• Objective: Arrange every line of the entries below as a Markdown table with the columns "No." and "Text," numbering each row and skipping blank lines. Leave the pictures out of the table.

^^^^

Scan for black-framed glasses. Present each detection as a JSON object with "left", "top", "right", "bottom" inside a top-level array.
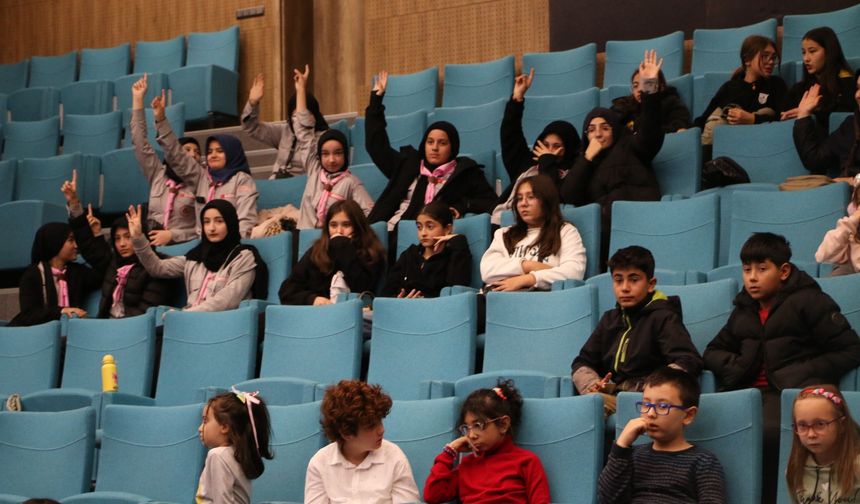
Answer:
[
  {"left": 791, "top": 416, "right": 845, "bottom": 434},
  {"left": 457, "top": 415, "right": 505, "bottom": 436},
  {"left": 636, "top": 401, "right": 687, "bottom": 416}
]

^^^^

• Output below:
| No. | Text |
|---|---|
| 1 | Scan for black-framed glasses. Present each detection as a JSON object with "left", "top", "right", "bottom" inside a top-level array. |
| 2 | Answer: |
| 3 | [ |
| 4 |   {"left": 791, "top": 416, "right": 845, "bottom": 434}, |
| 5 |   {"left": 457, "top": 415, "right": 505, "bottom": 436}, |
| 6 |   {"left": 636, "top": 401, "right": 687, "bottom": 416} |
| 7 | ] |